**What is expected**
Using the records that appear below, write out exactly the lines from the one with "pixel 564 235" through the one with "pixel 546 332", keeping both end lines.

:: Source material ::

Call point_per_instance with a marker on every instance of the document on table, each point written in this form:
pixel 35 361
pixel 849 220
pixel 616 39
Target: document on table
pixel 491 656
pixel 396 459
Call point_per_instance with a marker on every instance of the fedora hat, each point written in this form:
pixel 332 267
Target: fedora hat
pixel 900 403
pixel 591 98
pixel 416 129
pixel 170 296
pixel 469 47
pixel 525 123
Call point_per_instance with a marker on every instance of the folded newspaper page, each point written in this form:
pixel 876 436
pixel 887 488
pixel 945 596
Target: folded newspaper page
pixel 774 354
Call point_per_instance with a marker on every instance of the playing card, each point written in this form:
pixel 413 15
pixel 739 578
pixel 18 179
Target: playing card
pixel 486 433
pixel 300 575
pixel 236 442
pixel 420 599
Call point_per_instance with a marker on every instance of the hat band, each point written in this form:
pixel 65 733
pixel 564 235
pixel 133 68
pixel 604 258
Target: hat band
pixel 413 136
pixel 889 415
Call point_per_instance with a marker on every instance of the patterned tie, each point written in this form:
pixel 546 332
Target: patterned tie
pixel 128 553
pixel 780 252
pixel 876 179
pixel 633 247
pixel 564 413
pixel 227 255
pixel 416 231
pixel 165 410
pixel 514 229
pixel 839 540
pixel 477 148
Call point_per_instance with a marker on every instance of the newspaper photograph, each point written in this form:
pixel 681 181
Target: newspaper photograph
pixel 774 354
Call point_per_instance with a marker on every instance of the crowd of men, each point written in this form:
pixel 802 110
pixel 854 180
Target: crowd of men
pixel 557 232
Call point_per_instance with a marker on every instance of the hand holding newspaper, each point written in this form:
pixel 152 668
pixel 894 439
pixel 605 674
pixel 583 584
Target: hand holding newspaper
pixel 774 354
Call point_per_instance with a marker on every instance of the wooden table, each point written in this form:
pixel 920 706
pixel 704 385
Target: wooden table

:::

**Your response**
pixel 564 235
pixel 133 68
pixel 604 258
Target: hat band
pixel 413 136
pixel 889 415
Call point_per_instance with a marker on every instance of the patterned tie, each point written in this form:
pixel 546 332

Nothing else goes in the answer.